+++ AVAILABLE DATA +++

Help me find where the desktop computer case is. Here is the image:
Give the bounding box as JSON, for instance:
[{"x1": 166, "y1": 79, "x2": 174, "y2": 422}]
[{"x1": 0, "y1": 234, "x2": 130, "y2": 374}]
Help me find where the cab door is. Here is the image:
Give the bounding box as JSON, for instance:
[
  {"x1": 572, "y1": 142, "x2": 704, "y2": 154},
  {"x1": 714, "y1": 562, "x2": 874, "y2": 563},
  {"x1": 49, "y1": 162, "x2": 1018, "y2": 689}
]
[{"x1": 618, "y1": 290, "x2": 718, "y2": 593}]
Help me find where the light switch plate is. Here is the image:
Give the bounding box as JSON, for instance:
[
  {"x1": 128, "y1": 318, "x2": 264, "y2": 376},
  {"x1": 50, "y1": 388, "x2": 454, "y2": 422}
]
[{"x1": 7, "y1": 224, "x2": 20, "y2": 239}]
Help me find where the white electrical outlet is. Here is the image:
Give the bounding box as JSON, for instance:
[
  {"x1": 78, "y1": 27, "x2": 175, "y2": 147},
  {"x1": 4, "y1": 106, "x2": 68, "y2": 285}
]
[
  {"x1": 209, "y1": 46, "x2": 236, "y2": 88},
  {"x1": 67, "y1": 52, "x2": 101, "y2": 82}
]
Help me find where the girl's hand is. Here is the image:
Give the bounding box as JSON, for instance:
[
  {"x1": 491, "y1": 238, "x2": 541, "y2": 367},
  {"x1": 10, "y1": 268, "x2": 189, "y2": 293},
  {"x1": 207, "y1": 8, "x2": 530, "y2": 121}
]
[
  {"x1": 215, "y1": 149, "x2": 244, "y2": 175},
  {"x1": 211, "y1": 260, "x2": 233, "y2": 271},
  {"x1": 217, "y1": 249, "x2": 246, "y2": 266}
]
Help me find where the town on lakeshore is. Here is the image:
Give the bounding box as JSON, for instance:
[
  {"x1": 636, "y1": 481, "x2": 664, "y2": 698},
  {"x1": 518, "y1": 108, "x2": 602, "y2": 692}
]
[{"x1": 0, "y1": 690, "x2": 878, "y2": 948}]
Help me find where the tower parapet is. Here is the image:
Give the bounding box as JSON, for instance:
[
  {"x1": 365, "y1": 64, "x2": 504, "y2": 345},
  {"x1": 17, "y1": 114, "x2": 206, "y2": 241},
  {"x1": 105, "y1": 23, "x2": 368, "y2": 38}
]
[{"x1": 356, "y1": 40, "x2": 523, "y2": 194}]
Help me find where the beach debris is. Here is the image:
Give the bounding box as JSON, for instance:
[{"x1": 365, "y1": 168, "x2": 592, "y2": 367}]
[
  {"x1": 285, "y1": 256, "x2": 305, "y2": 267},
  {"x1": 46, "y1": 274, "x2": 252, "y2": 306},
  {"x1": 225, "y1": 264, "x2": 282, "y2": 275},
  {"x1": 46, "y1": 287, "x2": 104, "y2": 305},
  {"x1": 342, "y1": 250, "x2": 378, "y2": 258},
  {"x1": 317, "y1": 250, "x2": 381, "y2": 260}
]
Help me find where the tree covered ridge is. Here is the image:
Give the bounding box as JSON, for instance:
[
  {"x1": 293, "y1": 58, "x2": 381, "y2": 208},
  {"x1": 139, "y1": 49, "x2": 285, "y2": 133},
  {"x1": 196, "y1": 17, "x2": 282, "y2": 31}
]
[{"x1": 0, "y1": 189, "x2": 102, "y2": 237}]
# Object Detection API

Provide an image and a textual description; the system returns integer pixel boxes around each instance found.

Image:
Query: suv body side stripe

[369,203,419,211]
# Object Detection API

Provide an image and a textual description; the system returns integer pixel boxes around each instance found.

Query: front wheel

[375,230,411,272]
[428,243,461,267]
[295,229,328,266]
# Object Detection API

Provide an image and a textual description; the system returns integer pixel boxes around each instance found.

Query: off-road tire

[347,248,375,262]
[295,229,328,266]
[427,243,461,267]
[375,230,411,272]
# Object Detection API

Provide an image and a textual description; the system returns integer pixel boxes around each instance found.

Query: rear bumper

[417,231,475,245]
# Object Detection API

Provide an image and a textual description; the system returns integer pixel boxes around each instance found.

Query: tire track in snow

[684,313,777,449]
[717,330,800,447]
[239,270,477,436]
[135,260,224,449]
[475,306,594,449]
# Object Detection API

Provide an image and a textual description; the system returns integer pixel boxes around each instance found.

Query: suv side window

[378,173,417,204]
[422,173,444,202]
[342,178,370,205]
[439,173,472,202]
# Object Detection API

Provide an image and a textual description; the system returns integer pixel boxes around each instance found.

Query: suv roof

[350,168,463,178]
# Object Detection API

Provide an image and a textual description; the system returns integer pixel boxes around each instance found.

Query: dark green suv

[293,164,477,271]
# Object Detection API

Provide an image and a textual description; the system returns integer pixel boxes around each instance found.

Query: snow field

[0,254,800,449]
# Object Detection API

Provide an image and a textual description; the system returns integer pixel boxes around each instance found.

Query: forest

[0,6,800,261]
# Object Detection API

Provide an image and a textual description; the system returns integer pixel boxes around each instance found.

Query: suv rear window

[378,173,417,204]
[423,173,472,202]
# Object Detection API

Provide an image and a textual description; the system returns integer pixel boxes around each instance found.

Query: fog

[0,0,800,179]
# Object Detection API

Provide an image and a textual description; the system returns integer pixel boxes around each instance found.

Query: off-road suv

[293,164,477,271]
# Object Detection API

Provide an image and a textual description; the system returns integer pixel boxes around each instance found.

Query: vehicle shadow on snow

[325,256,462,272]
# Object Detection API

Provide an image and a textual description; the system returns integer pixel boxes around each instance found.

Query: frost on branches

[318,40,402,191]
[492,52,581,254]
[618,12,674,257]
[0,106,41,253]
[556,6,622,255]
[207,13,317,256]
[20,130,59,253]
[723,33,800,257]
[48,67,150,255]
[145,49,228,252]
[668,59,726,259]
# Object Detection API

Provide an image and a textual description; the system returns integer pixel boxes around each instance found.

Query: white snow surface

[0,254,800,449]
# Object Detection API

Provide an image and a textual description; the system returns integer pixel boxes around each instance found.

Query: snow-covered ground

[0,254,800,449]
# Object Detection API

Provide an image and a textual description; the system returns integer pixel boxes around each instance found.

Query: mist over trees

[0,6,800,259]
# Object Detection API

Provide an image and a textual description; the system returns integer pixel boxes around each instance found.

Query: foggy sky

+++

> THE EXERCISE: Transcribe each entry exactly.

> EXERCISE SOLUTION:
Help me find where the desktop computer case is. Here is the image:
Give the bounding box as JSON, for instance:
[{"x1": 166, "y1": 79, "x2": 174, "y2": 422}]
[{"x1": 0, "y1": 234, "x2": 130, "y2": 374}]
Help me find where the cab door is. Here is the image:
Give the bounding box as JSON, for instance:
[
  {"x1": 572, "y1": 142, "x2": 704, "y2": 154},
  {"x1": 714, "y1": 562, "x2": 874, "y2": 563},
  {"x1": 49, "y1": 162, "x2": 1018, "y2": 689}
]
[{"x1": 618, "y1": 290, "x2": 718, "y2": 593}]
Help me find where the light switch plate is. Here is the image:
Give the bounding box as JSON, for instance:
[
  {"x1": 128, "y1": 318, "x2": 264, "y2": 376},
  {"x1": 50, "y1": 388, "x2": 454, "y2": 422}
]
[{"x1": 7, "y1": 224, "x2": 20, "y2": 239}]
Help me find where the white electrical outlet is. Here is the image:
Give the bounding box as JSON, for instance:
[
  {"x1": 78, "y1": 27, "x2": 175, "y2": 147},
  {"x1": 4, "y1": 106, "x2": 68, "y2": 285}
]
[
  {"x1": 209, "y1": 46, "x2": 236, "y2": 88},
  {"x1": 67, "y1": 52, "x2": 101, "y2": 82}
]
Help me find where the girl's hand is. Here is the image:
Give the bounding box as JSON, for instance:
[
  {"x1": 491, "y1": 238, "x2": 541, "y2": 367},
  {"x1": 10, "y1": 268, "x2": 189, "y2": 293},
  {"x1": 207, "y1": 8, "x2": 530, "y2": 121}
]
[
  {"x1": 215, "y1": 149, "x2": 244, "y2": 175},
  {"x1": 211, "y1": 260, "x2": 233, "y2": 271},
  {"x1": 217, "y1": 249, "x2": 246, "y2": 266}
]
Help me find where the town on lakeshore is. Here is the image:
Give the bounding box as JSON, for instance:
[
  {"x1": 636, "y1": 481, "x2": 664, "y2": 698},
  {"x1": 518, "y1": 108, "x2": 602, "y2": 692}
]
[{"x1": 0, "y1": 690, "x2": 878, "y2": 948}]
Help me find where the tower parapet is. Here is the image:
Give the bounding box as JSON, for instance:
[
  {"x1": 365, "y1": 64, "x2": 504, "y2": 345},
  {"x1": 17, "y1": 114, "x2": 206, "y2": 241},
  {"x1": 105, "y1": 23, "x2": 368, "y2": 38}
]
[{"x1": 356, "y1": 40, "x2": 523, "y2": 194}]
Help me find where the beach debris is. Here is the image:
Give the bounding box as JSON, for instance:
[{"x1": 365, "y1": 168, "x2": 592, "y2": 367}]
[
  {"x1": 285, "y1": 256, "x2": 305, "y2": 267},
  {"x1": 46, "y1": 274, "x2": 252, "y2": 306},
  {"x1": 225, "y1": 264, "x2": 282, "y2": 275},
  {"x1": 46, "y1": 287, "x2": 104, "y2": 305},
  {"x1": 342, "y1": 250, "x2": 378, "y2": 258},
  {"x1": 317, "y1": 250, "x2": 381, "y2": 260}
]
Help me find where the tree covered ridge is. Here is the image:
Give the bounding box as JSON, for instance:
[
  {"x1": 293, "y1": 58, "x2": 381, "y2": 208},
  {"x1": 139, "y1": 49, "x2": 285, "y2": 133},
  {"x1": 196, "y1": 17, "x2": 282, "y2": 31}
]
[{"x1": 0, "y1": 189, "x2": 102, "y2": 237}]
# Object Detection API

Provide an image and a textual description; the system returns integer pixel boxes around each instance found.

Image:
Query: suv body side stripe

[369,203,419,211]
# Object Detection API

Provide an image and a textual description; the system returns integer pixel boxes around each instance found.

Query: front wheel

[375,230,411,272]
[428,243,461,267]
[295,229,328,266]
# Object Detection API

Provide an image and a textual description; the system returns integer pixel boxes around each instance found.

Query: off-road tire

[347,248,375,262]
[295,229,328,266]
[427,243,461,267]
[375,230,411,272]
# Object Detection API

Provide an image and a textual description; the system returns integer pixel boxes around each instance found.

Query: rear bumper

[417,231,475,245]
# Object Detection API

Provide an image and a textual description; the system returns integer pixel boxes around each instance found.

Query: tire track in snow

[684,313,777,449]
[717,330,800,447]
[239,270,477,436]
[135,260,224,449]
[475,306,594,449]
# Object Detection API

Provide an image and a textual description; the system returns integer pixel boxes around each instance found.

Query: suv side window

[378,173,417,204]
[422,173,444,202]
[342,178,370,205]
[439,173,472,202]
# Object Detection API

Provide an image and a textual description; the system returns integer pixel boxes around each instance found.

Query: suv roof

[350,168,463,178]
# Object Detection API

Provide an image and a textual description; the system returns integer pixel boxes around each instance found.

Query: dark green suv

[293,164,477,271]
# Object Detection API

Provide an image and a textual description; the system returns integer pixel boxes around each instance found.

Query: snow field

[0,254,800,449]
# Object Detection API

Provide an image and a textual description; the system returns integer pixel boxes around each instance found.

Query: forest

[0,6,800,261]
# Object Detection API

Provide an image and a textual description; the system returns integer pixel boxes around each instance found.

Query: suv rear window

[378,173,417,204]
[423,173,472,202]
# Object Detection API

Provide an image and a textual description; the system returns integer pixel boxes around each instance found.

Query: fog

[0,0,800,179]
# Object Detection API

Provide an image and a textual description; the system returns integer pixel boxes around each instance found.

Query: off-road suv

[293,164,477,271]
# Object Detection API

Provide an image and a textual description; the system returns integer pixel boxes around each instance found.

Query: vehicle shadow on snow

[325,256,462,272]
# Object Detection API

Provide an image and a textual description; the system returns integer pixel boxes around each instance found.

Query: frost on branches

[318,40,402,191]
[492,52,581,254]
[618,12,674,257]
[0,106,41,253]
[556,6,622,255]
[207,13,317,256]
[20,130,59,253]
[723,33,800,257]
[48,67,150,255]
[145,49,228,252]
[668,59,726,259]
# Object Detection API

Provide an image and a textual description; the system returns integer pixel boxes around each instance found.

Query: white snow surface

[0,254,800,449]
# Object Detection API

Provide an image and a textual description; the system returns integer pixel boxes around each instance found.

Query: snow-covered ground

[0,254,800,449]
# Object Detection API

Provide an image and a textual description; the system returns integer pixel boxes around each instance found.

Query: mist over trees

[0,6,800,259]
# Object Detection API

Provide an image and a textual description; the system returns integer pixel boxes around each instance found.

Query: foggy sky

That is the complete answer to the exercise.